··· ENTRIES SUPPLIED
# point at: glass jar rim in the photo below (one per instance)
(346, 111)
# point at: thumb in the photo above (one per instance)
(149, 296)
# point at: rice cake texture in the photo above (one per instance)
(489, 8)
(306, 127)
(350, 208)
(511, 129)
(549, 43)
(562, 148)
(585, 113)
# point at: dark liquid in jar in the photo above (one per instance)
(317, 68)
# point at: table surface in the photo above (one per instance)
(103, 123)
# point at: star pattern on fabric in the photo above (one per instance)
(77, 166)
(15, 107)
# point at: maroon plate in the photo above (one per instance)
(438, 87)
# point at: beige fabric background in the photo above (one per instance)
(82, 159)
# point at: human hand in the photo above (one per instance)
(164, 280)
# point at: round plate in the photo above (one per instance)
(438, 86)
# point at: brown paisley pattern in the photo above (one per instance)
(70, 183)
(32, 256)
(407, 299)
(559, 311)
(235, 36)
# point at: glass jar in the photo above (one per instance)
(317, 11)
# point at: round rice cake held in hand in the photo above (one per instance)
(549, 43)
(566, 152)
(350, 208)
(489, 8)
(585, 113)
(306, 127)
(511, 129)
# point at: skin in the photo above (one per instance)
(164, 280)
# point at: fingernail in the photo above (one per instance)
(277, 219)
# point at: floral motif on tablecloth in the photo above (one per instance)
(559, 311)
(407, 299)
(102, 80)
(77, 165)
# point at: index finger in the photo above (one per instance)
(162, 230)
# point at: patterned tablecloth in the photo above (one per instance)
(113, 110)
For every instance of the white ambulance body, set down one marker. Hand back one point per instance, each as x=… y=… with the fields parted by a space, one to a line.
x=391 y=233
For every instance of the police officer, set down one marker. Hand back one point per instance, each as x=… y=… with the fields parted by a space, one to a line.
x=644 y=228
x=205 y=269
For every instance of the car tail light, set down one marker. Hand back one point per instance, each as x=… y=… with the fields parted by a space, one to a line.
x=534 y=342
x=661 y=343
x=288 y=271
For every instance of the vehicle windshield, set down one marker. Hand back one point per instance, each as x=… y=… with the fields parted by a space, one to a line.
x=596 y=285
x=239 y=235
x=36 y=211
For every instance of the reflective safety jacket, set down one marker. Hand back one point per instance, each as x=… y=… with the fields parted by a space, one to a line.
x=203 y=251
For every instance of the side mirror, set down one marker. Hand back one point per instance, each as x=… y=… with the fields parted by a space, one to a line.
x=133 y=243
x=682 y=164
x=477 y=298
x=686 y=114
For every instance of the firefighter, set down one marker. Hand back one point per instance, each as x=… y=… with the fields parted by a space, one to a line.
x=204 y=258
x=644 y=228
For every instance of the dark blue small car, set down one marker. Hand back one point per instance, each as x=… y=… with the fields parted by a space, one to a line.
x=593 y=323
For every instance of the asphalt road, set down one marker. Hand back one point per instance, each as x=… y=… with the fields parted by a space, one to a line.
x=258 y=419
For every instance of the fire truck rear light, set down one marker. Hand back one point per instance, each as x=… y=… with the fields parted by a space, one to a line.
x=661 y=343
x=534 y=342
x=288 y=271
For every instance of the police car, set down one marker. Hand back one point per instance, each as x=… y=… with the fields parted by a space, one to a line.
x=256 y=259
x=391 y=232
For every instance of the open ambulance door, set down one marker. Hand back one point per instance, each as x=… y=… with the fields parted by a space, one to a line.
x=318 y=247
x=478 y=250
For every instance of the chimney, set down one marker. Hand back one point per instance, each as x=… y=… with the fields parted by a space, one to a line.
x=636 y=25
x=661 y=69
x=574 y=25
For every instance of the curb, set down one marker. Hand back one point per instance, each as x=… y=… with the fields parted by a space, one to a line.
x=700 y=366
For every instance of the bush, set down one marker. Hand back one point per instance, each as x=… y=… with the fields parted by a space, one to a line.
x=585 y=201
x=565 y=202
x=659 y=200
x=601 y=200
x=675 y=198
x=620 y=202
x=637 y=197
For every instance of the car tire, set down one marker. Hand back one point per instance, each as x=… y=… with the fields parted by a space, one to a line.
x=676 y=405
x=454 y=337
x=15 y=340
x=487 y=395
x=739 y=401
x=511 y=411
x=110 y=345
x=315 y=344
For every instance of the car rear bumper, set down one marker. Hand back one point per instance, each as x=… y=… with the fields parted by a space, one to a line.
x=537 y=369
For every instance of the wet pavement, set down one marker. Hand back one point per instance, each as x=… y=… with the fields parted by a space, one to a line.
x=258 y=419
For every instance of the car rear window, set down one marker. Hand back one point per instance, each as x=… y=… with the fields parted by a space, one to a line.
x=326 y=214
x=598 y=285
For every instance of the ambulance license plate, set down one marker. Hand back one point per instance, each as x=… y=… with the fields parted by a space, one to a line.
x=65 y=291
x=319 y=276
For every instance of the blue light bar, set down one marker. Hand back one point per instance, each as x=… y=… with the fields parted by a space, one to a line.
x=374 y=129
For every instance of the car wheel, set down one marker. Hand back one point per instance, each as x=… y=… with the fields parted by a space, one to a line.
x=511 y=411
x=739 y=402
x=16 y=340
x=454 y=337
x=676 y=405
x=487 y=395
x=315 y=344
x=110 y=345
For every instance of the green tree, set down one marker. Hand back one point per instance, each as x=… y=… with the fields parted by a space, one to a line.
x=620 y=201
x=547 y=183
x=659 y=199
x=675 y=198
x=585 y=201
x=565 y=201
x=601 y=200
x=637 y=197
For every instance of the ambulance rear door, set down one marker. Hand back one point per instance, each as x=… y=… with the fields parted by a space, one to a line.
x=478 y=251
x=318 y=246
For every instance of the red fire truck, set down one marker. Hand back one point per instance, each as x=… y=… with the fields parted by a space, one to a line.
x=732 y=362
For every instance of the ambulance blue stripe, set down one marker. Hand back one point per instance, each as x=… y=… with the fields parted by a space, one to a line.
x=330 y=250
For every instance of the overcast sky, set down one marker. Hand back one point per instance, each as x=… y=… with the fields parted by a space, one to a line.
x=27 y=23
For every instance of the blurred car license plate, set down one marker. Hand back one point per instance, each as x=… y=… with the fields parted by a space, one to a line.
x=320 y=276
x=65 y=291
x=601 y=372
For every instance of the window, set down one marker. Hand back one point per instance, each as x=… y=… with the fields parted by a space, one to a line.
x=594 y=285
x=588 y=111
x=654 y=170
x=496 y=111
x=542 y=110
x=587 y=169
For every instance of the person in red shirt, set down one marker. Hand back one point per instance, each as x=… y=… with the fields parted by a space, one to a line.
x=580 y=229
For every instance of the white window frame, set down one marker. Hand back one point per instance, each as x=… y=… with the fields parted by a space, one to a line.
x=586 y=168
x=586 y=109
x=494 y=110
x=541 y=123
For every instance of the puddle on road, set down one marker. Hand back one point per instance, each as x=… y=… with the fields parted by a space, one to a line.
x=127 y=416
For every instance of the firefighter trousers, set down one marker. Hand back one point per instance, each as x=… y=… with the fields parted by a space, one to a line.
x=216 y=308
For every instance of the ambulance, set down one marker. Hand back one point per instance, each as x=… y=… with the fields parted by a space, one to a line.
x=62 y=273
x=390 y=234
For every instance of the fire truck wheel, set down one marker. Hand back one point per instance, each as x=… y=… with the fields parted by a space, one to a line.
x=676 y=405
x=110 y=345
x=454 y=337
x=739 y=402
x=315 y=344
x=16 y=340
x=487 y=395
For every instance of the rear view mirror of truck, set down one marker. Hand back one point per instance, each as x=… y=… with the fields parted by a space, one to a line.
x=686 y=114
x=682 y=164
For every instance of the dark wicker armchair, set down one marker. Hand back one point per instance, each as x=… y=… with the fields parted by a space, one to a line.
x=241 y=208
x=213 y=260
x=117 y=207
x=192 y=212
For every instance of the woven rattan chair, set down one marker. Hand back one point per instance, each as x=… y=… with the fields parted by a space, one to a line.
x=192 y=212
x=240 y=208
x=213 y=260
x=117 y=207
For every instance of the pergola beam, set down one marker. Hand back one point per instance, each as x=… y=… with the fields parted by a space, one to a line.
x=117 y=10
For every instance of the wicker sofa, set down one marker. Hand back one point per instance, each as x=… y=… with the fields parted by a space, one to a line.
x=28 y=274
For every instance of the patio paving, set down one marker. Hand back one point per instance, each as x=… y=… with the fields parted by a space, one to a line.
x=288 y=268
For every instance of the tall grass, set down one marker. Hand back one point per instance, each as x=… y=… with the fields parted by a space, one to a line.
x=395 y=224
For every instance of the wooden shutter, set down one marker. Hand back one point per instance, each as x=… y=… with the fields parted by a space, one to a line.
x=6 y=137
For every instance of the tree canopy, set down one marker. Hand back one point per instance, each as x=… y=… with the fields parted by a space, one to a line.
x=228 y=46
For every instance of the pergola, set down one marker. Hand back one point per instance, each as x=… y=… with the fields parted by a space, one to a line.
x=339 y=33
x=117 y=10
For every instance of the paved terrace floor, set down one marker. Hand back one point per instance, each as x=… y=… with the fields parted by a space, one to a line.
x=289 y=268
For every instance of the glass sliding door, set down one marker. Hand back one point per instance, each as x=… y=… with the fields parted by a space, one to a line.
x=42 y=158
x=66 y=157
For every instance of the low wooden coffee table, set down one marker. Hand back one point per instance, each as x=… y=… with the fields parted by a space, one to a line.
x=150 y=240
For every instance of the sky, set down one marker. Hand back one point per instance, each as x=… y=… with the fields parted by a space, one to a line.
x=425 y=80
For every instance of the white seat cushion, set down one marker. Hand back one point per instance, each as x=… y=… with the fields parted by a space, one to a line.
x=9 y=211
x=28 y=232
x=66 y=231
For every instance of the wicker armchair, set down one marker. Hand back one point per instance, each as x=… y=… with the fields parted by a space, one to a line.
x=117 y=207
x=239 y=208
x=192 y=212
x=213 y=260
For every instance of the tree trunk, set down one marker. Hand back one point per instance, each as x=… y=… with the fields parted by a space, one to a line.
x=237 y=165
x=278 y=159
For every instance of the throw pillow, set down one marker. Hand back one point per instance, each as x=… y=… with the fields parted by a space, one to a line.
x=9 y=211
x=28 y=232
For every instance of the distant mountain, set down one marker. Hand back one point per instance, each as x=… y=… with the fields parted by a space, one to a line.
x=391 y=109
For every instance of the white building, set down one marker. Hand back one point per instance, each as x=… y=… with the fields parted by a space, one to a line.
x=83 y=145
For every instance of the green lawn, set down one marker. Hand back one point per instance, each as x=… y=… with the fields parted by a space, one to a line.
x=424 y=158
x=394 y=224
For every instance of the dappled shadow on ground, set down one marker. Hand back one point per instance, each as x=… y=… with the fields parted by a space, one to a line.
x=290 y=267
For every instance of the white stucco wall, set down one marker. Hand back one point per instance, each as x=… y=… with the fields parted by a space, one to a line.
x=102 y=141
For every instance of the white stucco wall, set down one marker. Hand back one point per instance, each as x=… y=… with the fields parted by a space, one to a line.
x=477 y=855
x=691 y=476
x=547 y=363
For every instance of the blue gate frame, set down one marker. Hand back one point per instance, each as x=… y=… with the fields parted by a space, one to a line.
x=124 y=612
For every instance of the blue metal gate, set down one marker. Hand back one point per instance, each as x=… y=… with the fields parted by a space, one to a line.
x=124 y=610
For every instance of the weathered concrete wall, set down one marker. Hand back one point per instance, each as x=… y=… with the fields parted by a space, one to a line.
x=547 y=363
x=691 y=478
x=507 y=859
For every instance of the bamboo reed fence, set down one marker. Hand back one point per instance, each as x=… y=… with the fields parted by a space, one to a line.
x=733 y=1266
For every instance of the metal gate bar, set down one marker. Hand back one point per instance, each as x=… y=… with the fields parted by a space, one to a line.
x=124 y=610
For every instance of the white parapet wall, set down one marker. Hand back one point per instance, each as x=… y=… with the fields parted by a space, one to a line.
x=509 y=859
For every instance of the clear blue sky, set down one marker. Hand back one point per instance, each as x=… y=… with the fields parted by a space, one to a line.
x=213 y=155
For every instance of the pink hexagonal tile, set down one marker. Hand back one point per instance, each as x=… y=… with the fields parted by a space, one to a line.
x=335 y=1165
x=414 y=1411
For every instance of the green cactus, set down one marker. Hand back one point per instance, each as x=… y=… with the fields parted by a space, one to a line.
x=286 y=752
······
Set down exactly, and only, the lines from the one with "For every instance of the green cactus, set" to the final line of the data.

RESULT:
For every instance of the green cactus, set down one marker. Hand back one point per instance, each as x=… y=… with the fields parted by a space, one to a line.
x=286 y=752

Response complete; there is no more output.